BEGIN DOCUMENT TEXT

Nikon, historically a major player, is making a bold play to regain market share in lithography. By drastically undercutting ASML on ArF tools, they're betting on price as the ultimate persuader in a market strained by AI demand.

Nikon's Lithography Gambit: Can Lower Prices Dislodge ASML?

The prevailing narrative in semiconductor lithography has long been dominated by ASML’s unassailable position, particularly in the cutting-edge EUV space. This was the expected order of things, a kind of technological inevitability. But here’s the thing: Nikon, the once-formidable rival, is attempting a seismic shift, weaponizing pure price advantage on its established ArF immersion tools to pry customers away from the Dutch giant. It’s a strategy that reorders expectations, moving from inevitable ASML dominance to a potential price war in a segment of the market that still underpins a significant chunk of chip production.

Nikon’s new president, Yasuhiro Ohmura, is making no bones about it. He told Nikkei Asia that the company is actively in talks with U.S. and Asian chipmakers, with purchase orders seemingly on the horizon. This isn’t just idle chatter; it’s a direct assault on ASML’s pricing structure. While ASML enjoys a stranglehold on the high-end EUV market, the more mature ArF immersion technology, still critical for a vast majority of patterning steps even on 3nm chips, presents an opening. ASML’s advanced ArF immersion machines command a hefty $82.5 million apiece, a figure that leaves Nikon considerable room to maneuver downwards.

Is Price Enough to Break a Monopoly?

This aggressive pricing strategy comes after a dismal period for Nikon’s lithography business. The numbers are stark: just 11 ArF systems shipped in their fiscal year ending March 2024, and a shocking zero in the first three quarters of fiscal 2025. Compare that to ASML, which holds over 80% of the lithography market. Nikon’s market share has been in a tailspin, exacerbated by Intel—once a massive client—scaling back orders amid its own manufacturing struggles.

END DOCUMENT TEXT
BEGIN ITEMS

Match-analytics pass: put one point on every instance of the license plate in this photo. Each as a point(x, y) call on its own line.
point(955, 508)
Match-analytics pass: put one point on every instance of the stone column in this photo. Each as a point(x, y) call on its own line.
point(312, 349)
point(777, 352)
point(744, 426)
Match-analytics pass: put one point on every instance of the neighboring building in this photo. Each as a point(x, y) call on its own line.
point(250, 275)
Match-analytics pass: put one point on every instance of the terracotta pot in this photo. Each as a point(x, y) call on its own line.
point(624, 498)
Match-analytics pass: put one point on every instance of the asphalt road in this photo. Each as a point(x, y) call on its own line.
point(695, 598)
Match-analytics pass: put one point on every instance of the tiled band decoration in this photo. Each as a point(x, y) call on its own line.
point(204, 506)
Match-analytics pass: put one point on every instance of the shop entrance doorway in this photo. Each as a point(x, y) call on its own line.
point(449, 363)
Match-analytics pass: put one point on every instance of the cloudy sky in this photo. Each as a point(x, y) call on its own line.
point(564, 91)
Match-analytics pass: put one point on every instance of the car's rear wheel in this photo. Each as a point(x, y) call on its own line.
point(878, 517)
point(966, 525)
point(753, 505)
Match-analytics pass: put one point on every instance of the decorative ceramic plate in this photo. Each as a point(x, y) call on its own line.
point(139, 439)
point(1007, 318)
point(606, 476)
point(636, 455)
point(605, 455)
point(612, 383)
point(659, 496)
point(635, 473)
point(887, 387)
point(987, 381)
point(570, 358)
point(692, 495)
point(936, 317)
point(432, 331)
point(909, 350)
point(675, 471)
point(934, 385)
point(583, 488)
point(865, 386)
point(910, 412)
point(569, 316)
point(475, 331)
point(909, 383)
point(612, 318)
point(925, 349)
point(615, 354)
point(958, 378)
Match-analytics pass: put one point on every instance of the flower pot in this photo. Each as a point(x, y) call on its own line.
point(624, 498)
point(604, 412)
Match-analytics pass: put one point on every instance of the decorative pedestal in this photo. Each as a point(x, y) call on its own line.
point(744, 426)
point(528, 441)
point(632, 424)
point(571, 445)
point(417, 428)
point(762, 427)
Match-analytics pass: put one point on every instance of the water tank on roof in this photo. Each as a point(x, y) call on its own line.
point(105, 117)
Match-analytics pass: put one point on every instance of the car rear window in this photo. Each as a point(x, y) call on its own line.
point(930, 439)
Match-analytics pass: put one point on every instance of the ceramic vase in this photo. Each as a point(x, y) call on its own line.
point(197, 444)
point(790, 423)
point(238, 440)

END ITEMS

### JOB A:
List each company that the lithography article names as either a maker of lithography tools or a chipmaker customer.
### JOB B:
Lay out as a numbered list everything in the listing from the line containing "the decorative pedestal" down to the end of the listing.

### TASK ANSWER A:
Nikon
ASML
Intel

### TASK ANSWER B:
1. Match-analytics pass: put one point on every instance of the decorative pedestal in this photo. Each as a point(x, y) call on its own line.
2. point(744, 426)
3. point(528, 441)
4. point(632, 424)
5. point(571, 445)
6. point(417, 428)
7. point(762, 427)
8. Match-analytics pass: put one point on every instance of the water tank on roof in this photo. Each as a point(x, y) call on its own line.
9. point(105, 117)
10. Match-analytics pass: put one point on every instance of the car rear window in this photo. Each as a point(x, y) call on its own line.
11. point(930, 439)
12. Match-analytics pass: put one point on every instance of the ceramic vase in this photo. Each as a point(x, y) call on its own line.
13. point(197, 444)
14. point(790, 423)
15. point(238, 440)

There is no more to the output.